Exercise aim: Turn every line of the items below into a JSON list of strings, with one string per line and no blank lines.

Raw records
★ ★ ★

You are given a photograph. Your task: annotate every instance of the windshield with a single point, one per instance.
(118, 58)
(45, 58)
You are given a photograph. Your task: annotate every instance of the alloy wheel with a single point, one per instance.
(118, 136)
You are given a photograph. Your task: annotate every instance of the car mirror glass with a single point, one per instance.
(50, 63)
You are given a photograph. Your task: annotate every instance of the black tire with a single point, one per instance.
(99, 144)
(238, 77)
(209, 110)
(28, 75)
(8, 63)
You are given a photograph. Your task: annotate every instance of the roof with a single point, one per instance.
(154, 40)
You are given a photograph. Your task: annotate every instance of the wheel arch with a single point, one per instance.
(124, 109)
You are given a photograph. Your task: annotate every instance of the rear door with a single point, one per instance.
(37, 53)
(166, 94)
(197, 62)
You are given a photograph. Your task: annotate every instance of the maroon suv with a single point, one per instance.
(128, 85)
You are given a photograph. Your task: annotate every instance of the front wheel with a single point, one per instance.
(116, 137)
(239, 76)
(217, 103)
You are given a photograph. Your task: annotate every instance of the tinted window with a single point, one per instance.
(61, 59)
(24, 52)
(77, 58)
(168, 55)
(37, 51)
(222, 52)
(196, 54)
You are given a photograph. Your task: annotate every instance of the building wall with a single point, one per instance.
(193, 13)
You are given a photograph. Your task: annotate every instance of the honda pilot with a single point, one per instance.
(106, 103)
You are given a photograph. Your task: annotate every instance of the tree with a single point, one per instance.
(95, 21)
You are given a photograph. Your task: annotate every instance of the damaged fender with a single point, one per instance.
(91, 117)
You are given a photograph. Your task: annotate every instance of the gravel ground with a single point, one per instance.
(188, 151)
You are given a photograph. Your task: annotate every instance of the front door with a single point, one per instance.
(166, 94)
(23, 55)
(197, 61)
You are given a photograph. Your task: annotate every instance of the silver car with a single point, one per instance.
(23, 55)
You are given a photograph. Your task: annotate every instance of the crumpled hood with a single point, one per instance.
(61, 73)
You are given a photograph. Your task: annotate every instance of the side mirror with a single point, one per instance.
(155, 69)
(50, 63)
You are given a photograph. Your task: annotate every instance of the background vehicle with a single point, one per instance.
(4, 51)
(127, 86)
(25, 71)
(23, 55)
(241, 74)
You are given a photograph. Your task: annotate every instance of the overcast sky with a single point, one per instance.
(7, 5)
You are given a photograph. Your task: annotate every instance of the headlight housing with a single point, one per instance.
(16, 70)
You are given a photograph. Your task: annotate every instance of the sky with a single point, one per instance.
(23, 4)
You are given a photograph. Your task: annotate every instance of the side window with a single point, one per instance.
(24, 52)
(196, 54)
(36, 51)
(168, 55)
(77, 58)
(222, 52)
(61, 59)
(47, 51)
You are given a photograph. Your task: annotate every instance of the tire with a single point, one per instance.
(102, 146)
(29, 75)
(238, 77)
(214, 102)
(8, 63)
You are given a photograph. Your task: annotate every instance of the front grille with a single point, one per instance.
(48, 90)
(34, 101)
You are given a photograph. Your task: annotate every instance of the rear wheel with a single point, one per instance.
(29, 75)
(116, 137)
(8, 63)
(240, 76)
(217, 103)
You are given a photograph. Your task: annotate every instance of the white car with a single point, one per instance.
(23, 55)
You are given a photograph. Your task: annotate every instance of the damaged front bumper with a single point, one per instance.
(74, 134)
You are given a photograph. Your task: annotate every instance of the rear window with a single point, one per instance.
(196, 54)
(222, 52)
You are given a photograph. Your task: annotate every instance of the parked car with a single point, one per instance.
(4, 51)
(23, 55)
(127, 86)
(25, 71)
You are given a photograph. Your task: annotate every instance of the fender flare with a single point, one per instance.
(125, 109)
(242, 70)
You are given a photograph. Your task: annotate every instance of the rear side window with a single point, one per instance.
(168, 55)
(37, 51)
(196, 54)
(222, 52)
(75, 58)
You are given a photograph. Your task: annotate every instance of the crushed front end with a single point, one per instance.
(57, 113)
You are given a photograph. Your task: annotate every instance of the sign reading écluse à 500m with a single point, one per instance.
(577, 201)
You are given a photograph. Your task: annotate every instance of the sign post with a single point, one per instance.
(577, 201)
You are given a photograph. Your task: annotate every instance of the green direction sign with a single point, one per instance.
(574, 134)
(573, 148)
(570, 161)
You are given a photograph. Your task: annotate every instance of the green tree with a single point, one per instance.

★ ★ ★

Task solution:
[
  "You are given a photograph. Your task: annotate every instance of the windshield with a single point, one per instance.",
  "(118, 58)",
  "(45, 58)",
  "You are given a photograph. Your task: annotate every instance of the alloy wheel with a single point, one per instance.",
  "(118, 136)",
  "You are given a photograph. Your task: annotate every instance of the car mirror glass with a single point, one per instance.",
  "(50, 63)",
  "You are given a photograph. Your task: annotate every instance of the black tire with a single point, one per instance.",
  "(99, 144)",
  "(238, 77)",
  "(209, 110)",
  "(28, 75)",
  "(8, 63)",
  "You are given a photograph. Your task: annotate every instance of the roof with a single point, one per instance.",
  "(154, 40)",
  "You are given a photograph. Your task: annotate every instance of the wheel arch with a single point, one per instance.",
  "(124, 109)",
  "You are given a photograph. Your task: annotate every instance of the rear door with a single point, one per instance.",
  "(37, 53)",
  "(166, 94)",
  "(197, 62)",
  "You are given a photograph. Your task: annotate every instance of the maroon suv with a single point, one per instance.",
  "(128, 85)",
  "You are given a photograph. Your task: annotate every instance of the front wheel with a single point, one per instance.",
  "(116, 137)",
  "(239, 76)",
  "(217, 103)",
  "You are given a photograph. Your task: annotate every instance of the tinted window with a single point, one per instance.",
  "(61, 59)",
  "(24, 52)",
  "(77, 58)",
  "(168, 55)",
  "(37, 51)",
  "(222, 52)",
  "(196, 54)",
  "You are given a photograph. Your task: annotate every instance of the building wall with a single point, one per instance.",
  "(193, 13)",
  "You are given a photograph. Your task: annotate every instance of the honda pilot with a single point, one per instance.",
  "(106, 103)",
  "You are given a photograph. Your task: annotate every instance of the tree with a single point, one per instance.",
  "(95, 21)",
  "You are given a photograph. Your task: annotate every instance of the damaged fender with a single point, one per instance.",
  "(91, 117)",
  "You are given a photograph. Your task: annotate every instance of the gravel ground with a single point, one per instance.",
  "(188, 151)",
  "You are given a photograph. Your task: annotate every instance of the front door with a single point, one per instance.",
  "(166, 94)",
  "(23, 55)",
  "(197, 61)",
  "You are given a photograph. Your task: annotate every instance of the silver car with a single point, one per instance.",
  "(23, 55)",
  "You are given a photograph. Your task: annotate every instance of the crumpled hood with a single point, one per instance.",
  "(61, 73)",
  "You are given a photograph. Your task: annotate every instance of the side mirror with a single point, one per instance.",
  "(155, 69)",
  "(50, 63)",
  "You are given a photograph. Your task: annotate every instance of the background vehicle with a single point, one per instance.",
  "(4, 51)",
  "(127, 86)",
  "(25, 71)",
  "(23, 55)",
  "(241, 74)",
  "You are given a photograph. Your task: annotate every instance of the overcast sky with a single point, one per instance.",
  "(7, 5)",
  "You are given a photograph. Your task: annotate every instance of the headlight housing with a single point, one per instance.",
  "(16, 70)",
  "You are given a photograph. Your task: annotate every instance of the sky with a single point, one per instance.",
  "(23, 4)",
  "You are given a photograph. Your task: annotate every instance of the side window with a single point, one per instance.",
  "(24, 52)",
  "(196, 54)",
  "(36, 51)",
  "(168, 55)",
  "(77, 58)",
  "(222, 52)",
  "(61, 59)",
  "(47, 51)",
  "You are given a photograph. Your task: annotate every instance of the tire with a single point, one per instance.",
  "(102, 146)",
  "(29, 75)",
  "(238, 77)",
  "(214, 102)",
  "(8, 63)",
  "You are given a photograph. Your task: annotate every instance of the front grille with a single point, one per instance.",
  "(48, 90)",
  "(34, 101)",
  "You are given a photograph. Your task: annotate every instance of the rear wheel with a single point, one per instance.",
  "(29, 75)",
  "(116, 137)",
  "(8, 63)",
  "(240, 76)",
  "(217, 103)",
  "You are given a photograph. Your task: annotate every instance of the white car with a single point, one per instance.",
  "(23, 55)",
  "You are given a photograph. Your task: annotate every instance of the damaged front bumper with a single point, one per instance.",
  "(74, 134)",
  "You are given a photograph. Your task: annotate every instance of the rear window with a single point, one per instance.",
  "(196, 54)",
  "(222, 52)",
  "You are given a photograph. Your task: annotate every instance of the parked car with a single point, one per instance.",
  "(4, 51)",
  "(23, 55)",
  "(127, 86)",
  "(25, 71)",
  "You are given a photograph. Your task: annotate every instance of the fender flare with a single point, one per instance.",
  "(125, 109)",
  "(242, 70)",
  "You are given a photograph. Your task: annotate every instance of the rear side window with a single point, one per instance.",
  "(168, 55)",
  "(37, 51)",
  "(196, 54)",
  "(222, 52)",
  "(75, 58)",
  "You are given a photograph. Your task: annotate every instance of the crushed front end with a single point, one per instance.",
  "(57, 113)",
  "You are given a photograph. Your task: annotate every instance of the sign reading écluse à 500m with a single point, one per instance.",
  "(577, 201)",
  "You are given a photograph. Your task: annotate every instance of the sign post with a single point, one per instance.",
  "(577, 201)",
  "You are given a photograph. Your task: annotate every instance of the green direction sign with a single point, one per instance.",
  "(574, 134)",
  "(573, 148)",
  "(570, 161)",
  "You are given a photograph. Your task: annotate every instance of the green tree with a single point, one per instance."
]